# DOCUMENTO DE ORIGEM
____________________
Carlos Neto: “Somos o animal com a infância mais longa, para quê aprender tudo à pressa?”

Na última lição na FMH, pediu um novo contrato social para educação. E que as escolas libertem não só as crianças mas professores e investigadores.

Atirada para este ano por causa da pandemia, a última lição de Carlos Neto, o professor e investigador que pôs o direito a brincar das crianças na ordem do dia, aconteceu ontem num pavilhão cheio da Faculdade de Motricidade Humana, na Cruz Quebrada. Na hora da despedida, os reptos foram os que acompanham uma carreira de defesa do espaço e tempo para o “corpo em movimento”, mas também de perspetiva sobre a vida na universidade, desde os primórdios da sua entrada nas lides do desporto em 1970, na altura para fazer o curso de instrutor no Instituto Nacional de Educação Física – a escola que viria a ser, depois do 25 de Abril, o Instituto Superior de Educação Física de Lisboa e hoje é a FMH, integrada na Universidade de Lisboa.
____________________
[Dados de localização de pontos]
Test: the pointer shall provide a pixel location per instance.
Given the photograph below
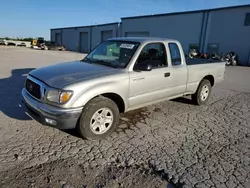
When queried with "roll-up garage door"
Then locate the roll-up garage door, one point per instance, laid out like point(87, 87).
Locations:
point(107, 35)
point(58, 38)
point(84, 42)
point(137, 34)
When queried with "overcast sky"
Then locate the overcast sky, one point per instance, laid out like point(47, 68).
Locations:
point(33, 18)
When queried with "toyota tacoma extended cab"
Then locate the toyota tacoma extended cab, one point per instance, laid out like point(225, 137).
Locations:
point(119, 75)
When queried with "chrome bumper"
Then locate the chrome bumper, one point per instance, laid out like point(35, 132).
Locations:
point(46, 114)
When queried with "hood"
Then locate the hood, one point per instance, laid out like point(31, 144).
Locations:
point(61, 74)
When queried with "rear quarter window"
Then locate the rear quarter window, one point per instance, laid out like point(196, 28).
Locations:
point(174, 54)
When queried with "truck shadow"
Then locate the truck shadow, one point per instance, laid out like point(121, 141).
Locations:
____________________
# TAREFAS A REALIZAR
[A] Transcreva do artigo sobre Carlos Neto o trecho que começa em “Atirada para este” e termina em “Universidade de Lisboa.”.
[B] Responda com base no artigo sobre Carlos Neto:
(i) O que pediu Carlos Neto para a educação na última lição?
(ii) Em que ano entrou nas lides do desporto?
(iii) Em que universidade está hoje integrada a FMH?

# RESPOSTAS POR TAREFA
[A]
Atirada para este ano por causa da pandemia, a última lição de Carlos Neto, o professor e investigador que pôs o direito a brincar das crianças na ordem do dia, aconteceu ontem num pavilhão cheio da Faculdade de Motricidade Humana, na Cruz Quebrada. Na hora da despedida, os reptos foram os que acompanham uma carreira de defesa do espaço e tempo para o “corpo em movimento”, mas também de perspetiva sobre a vida na universidade, desde os primórdios da sua entrada nas lides do desporto em 1970, na altura para fazer o curso de instrutor no Instituto Nacional de Educação Física – a escola que viria a ser, depois do 25 de Abril, o Instituto Superior de Educação Física de Lisboa e hoje é a FMH, integrada na Universidade de Lisboa.

[B]
(i) Um novo contrato social para a educação.
(ii) Em 1970.
(iii) Na Universidade de Lisboa.